What you should do: Only the text carries over: repeat the records exactly and drop the images.

________

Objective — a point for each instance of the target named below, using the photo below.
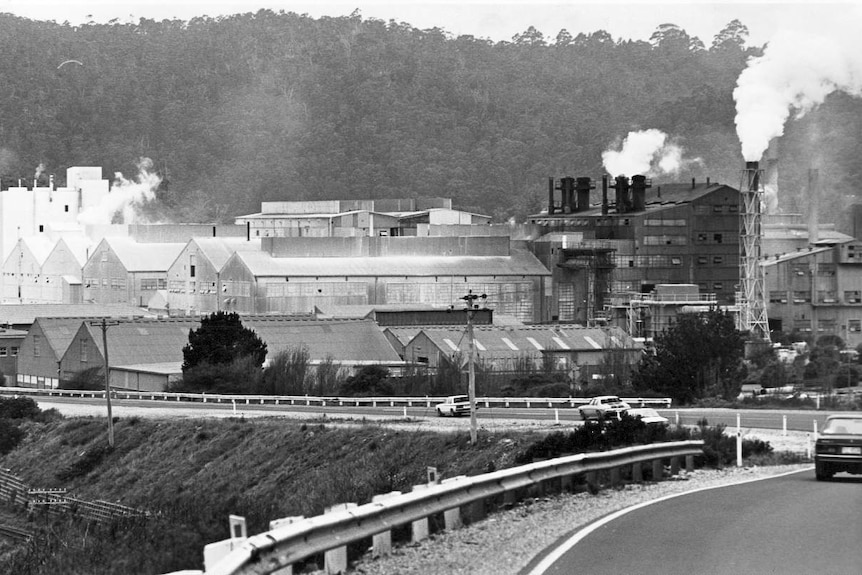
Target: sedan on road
(839, 446)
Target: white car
(603, 407)
(647, 415)
(454, 406)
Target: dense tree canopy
(699, 356)
(222, 339)
(264, 106)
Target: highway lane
(798, 420)
(789, 524)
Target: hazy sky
(496, 20)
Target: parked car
(648, 415)
(603, 407)
(839, 446)
(454, 406)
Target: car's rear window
(844, 425)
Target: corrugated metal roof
(59, 332)
(21, 314)
(498, 341)
(219, 250)
(161, 341)
(137, 257)
(520, 262)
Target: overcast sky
(496, 20)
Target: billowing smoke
(647, 152)
(121, 204)
(793, 76)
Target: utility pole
(104, 325)
(471, 308)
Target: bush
(18, 408)
(10, 436)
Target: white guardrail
(323, 401)
(298, 539)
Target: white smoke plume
(647, 152)
(793, 76)
(126, 196)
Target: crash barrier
(323, 401)
(293, 540)
(15, 492)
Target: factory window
(777, 297)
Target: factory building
(817, 291)
(293, 275)
(604, 253)
(350, 218)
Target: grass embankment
(194, 473)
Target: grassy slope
(196, 472)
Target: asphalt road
(787, 525)
(759, 419)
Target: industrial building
(817, 291)
(350, 218)
(636, 236)
(293, 275)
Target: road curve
(789, 524)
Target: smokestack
(639, 187)
(622, 188)
(583, 187)
(813, 201)
(752, 172)
(605, 195)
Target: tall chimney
(752, 172)
(604, 194)
(583, 187)
(813, 201)
(639, 187)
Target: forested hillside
(277, 106)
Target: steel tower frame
(752, 316)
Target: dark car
(839, 447)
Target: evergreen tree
(221, 339)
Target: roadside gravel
(507, 541)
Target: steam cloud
(125, 197)
(794, 75)
(647, 152)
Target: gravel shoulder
(506, 542)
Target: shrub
(18, 408)
(10, 436)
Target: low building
(194, 281)
(121, 270)
(574, 349)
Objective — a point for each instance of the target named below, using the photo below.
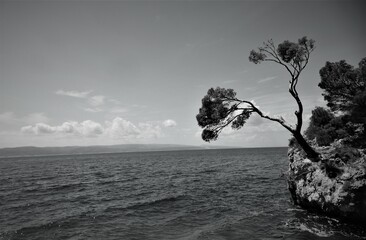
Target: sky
(117, 72)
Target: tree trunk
(310, 152)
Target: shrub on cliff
(345, 93)
(221, 108)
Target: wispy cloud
(169, 123)
(118, 128)
(267, 79)
(10, 118)
(229, 81)
(96, 100)
(73, 93)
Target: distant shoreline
(20, 152)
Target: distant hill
(69, 150)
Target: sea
(196, 194)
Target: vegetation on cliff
(327, 169)
(221, 108)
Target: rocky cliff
(335, 186)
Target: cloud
(93, 110)
(86, 128)
(267, 79)
(73, 93)
(96, 100)
(118, 128)
(169, 123)
(10, 118)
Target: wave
(148, 203)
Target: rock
(335, 186)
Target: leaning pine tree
(221, 108)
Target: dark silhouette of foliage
(221, 108)
(345, 93)
(341, 82)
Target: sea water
(198, 194)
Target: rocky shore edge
(334, 186)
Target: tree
(220, 107)
(341, 83)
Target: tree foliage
(342, 84)
(345, 93)
(221, 108)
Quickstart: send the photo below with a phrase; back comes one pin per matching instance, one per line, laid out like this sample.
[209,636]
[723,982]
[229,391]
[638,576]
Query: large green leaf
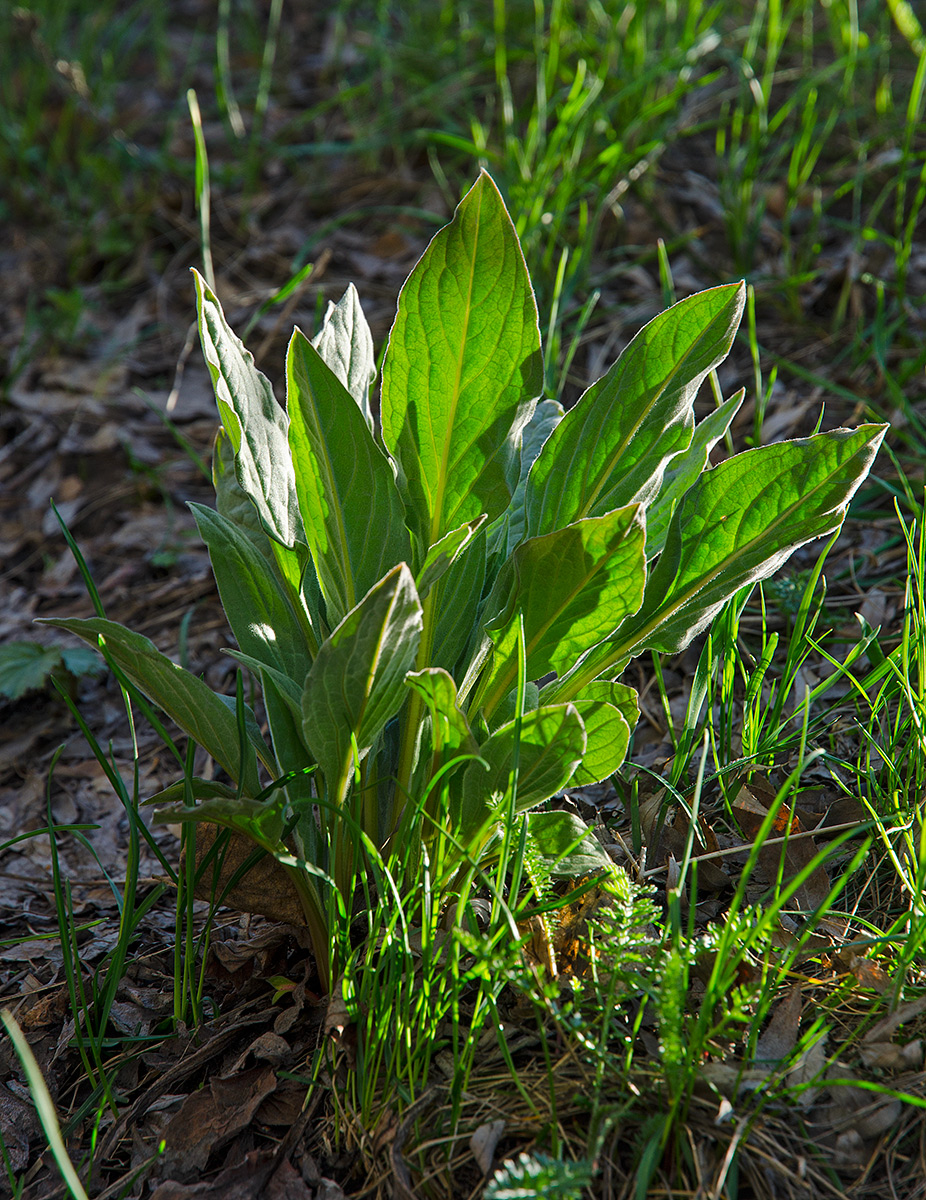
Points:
[187,700]
[573,587]
[346,345]
[511,525]
[258,609]
[549,745]
[735,526]
[253,420]
[463,369]
[356,682]
[565,843]
[613,447]
[352,510]
[456,597]
[684,469]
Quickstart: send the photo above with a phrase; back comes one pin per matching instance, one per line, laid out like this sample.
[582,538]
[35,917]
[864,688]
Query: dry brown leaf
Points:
[780,1037]
[483,1143]
[266,889]
[209,1119]
[788,850]
[885,1029]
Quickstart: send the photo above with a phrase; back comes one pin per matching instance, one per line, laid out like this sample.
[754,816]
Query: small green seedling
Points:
[394,580]
[29,666]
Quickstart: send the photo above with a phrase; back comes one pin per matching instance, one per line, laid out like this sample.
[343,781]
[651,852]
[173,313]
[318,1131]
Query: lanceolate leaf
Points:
[450,732]
[685,468]
[541,425]
[184,697]
[463,369]
[739,523]
[613,447]
[549,743]
[258,610]
[573,587]
[234,503]
[356,683]
[346,345]
[352,511]
[253,420]
[444,553]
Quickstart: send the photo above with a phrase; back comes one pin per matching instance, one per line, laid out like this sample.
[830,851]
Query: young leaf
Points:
[352,510]
[608,712]
[541,425]
[613,447]
[444,553]
[253,420]
[549,745]
[685,468]
[735,526]
[463,369]
[565,843]
[356,683]
[293,562]
[346,345]
[187,700]
[450,732]
[573,587]
[257,607]
[457,595]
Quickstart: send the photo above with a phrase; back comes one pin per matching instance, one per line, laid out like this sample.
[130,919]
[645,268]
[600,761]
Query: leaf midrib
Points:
[443,456]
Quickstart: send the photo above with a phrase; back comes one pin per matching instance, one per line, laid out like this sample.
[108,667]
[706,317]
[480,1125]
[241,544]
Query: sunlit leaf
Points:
[463,369]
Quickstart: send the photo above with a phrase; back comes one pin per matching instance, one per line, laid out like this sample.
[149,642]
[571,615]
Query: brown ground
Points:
[82,424]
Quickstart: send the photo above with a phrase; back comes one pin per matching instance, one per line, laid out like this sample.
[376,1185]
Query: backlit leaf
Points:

________

Answer section:
Objective — a point for each instance of the target named below, using the photo below.
Target: sedan on road
(839, 446)
Target: white car
(603, 407)
(647, 415)
(454, 406)
Target: dense tree canopy
(699, 356)
(222, 339)
(264, 106)
Target: highway lane
(798, 420)
(789, 524)
Target: hazy sky
(496, 20)
Target: parked car
(648, 415)
(603, 407)
(839, 446)
(454, 406)
Target: car's rear window
(844, 425)
Target: corrugated metal roof
(59, 332)
(21, 314)
(498, 341)
(219, 250)
(161, 341)
(137, 257)
(520, 262)
Target: overcast sky
(496, 20)
Target: billowing smoke
(647, 152)
(121, 204)
(793, 76)
Target: utility pole
(104, 325)
(471, 308)
Target: bush
(18, 408)
(10, 436)
Target: white guardrail
(323, 401)
(298, 539)
Target: white smoke plume
(647, 152)
(793, 76)
(126, 196)
Target: crash barrier
(323, 401)
(293, 540)
(15, 492)
Target: factory window
(777, 297)
Target: factory building
(817, 291)
(293, 275)
(604, 253)
(350, 218)
Target: grass embankment
(194, 473)
Target: grassy slope
(196, 472)
Target: asphalt road
(787, 525)
(759, 419)
Target: industrial building
(817, 291)
(350, 218)
(636, 236)
(293, 275)
Target: road curve
(789, 524)
Target: smokestack
(639, 187)
(622, 188)
(583, 187)
(813, 201)
(752, 172)
(605, 195)
Target: tall chimney
(752, 172)
(604, 194)
(583, 187)
(813, 201)
(639, 187)
Target: forested hillside
(277, 106)
Target: steel tower frame
(752, 316)
Target: dark car
(839, 447)
Target: evergreen tree
(221, 339)
Target: roadside gravel
(507, 541)
Target: steam cloud
(125, 197)
(794, 75)
(647, 152)
Target: gravel shoulder
(506, 542)
Target: shrub
(18, 408)
(10, 436)
Target: low building
(194, 281)
(121, 270)
(574, 349)
Objective — a point for each instance of the target named below, using the photo below.
Target: sky
(117, 72)
Target: tree trunk
(310, 152)
Target: shrub on cliff
(345, 93)
(221, 108)
Target: wispy cloud
(169, 123)
(118, 128)
(267, 79)
(10, 118)
(229, 81)
(96, 100)
(73, 93)
Target: distant shoreline
(20, 152)
Target: distant hill
(69, 150)
Target: sea
(196, 194)
Target: vegetation on cliff
(327, 169)
(221, 108)
Target: rocky cliff
(335, 186)
Target: cloud
(93, 110)
(86, 128)
(267, 79)
(73, 93)
(96, 100)
(118, 128)
(169, 123)
(10, 118)
Target: wave
(148, 203)
Target: rock
(335, 186)
Target: leaning pine tree
(221, 108)
Target: dark silhouette of foliage
(221, 108)
(345, 93)
(341, 82)
Target: sea water
(198, 194)
Target: rocky shore edge
(334, 186)
Target: tree
(220, 107)
(341, 83)
Target: tree foliage
(342, 84)
(345, 93)
(221, 108)
Quickstart: send the photo below with a phrase; back comes one pin per matching instance, one per line, laid out like this sample.
[209,636]
[723,982]
[229,391]
[638,576]
Query: large green leaf
Points:
[187,700]
[573,587]
[346,345]
[511,525]
[258,609]
[549,745]
[735,526]
[253,420]
[463,369]
[356,682]
[565,843]
[613,447]
[352,510]
[456,597]
[684,469]
Quickstart: send the photo above with a phrase; back comes one pin per matching instance, one per line, laid out like this sample.
[582,538]
[35,917]
[864,688]
Query: dry brown leaf
Points:
[780,1037]
[483,1143]
[266,889]
[209,1119]
[788,850]
[885,1029]
Quickstart: send the photo above with a phrase; back comes one pin per matching instance, one per line, laid out like this sample.
[754,816]
Query: small green seedling
Points:
[394,580]
[29,666]
Quickstart: send the photo above with a phrase; back comes one pin per matching instance, one per line, laid out like this sample.
[343,781]
[651,852]
[173,313]
[318,1131]
Query: lanceolate leaf
Points:
[450,732]
[685,468]
[541,425]
[184,697]
[463,369]
[739,523]
[613,447]
[549,743]
[258,610]
[573,587]
[234,503]
[356,683]
[346,345]
[352,511]
[253,420]
[444,553]
Quickstart: send the photo above with a phrase; back comes one pin per matching instance, one per line, laid out like this sample.
[830,851]
Query: young leaf
Points:
[352,510]
[608,712]
[541,425]
[613,447]
[444,553]
[253,420]
[549,745]
[685,468]
[735,526]
[463,369]
[565,843]
[356,683]
[293,562]
[346,345]
[187,700]
[450,732]
[573,587]
[257,607]
[457,595]
Quickstart: send the photo above with a phrase; back comes one pin per matching instance, one per line, laid out like this sample.
[130,919]
[645,268]
[600,761]
Query: leaf midrib
Points:
[443,456]
Quickstart: send the photo above with a phrase; back comes one pin per matching instance, one per line, laid out like this sample.
[108,667]
[706,317]
[480,1125]
[241,544]
Query: sunlit leaf
Points:
[463,369]
Quickstart: send the photo above with a phrase; back comes one pin per matching instance, one per line, laid out like this sample.
[149,642]
[571,615]
Query: brown ground
Points:
[82,424]
Quickstart: send the photo above with a phrase; back comes one pin per matching instance, one per line, laid out like this sample.
[376,1185]
Query: backlit leaf
Points:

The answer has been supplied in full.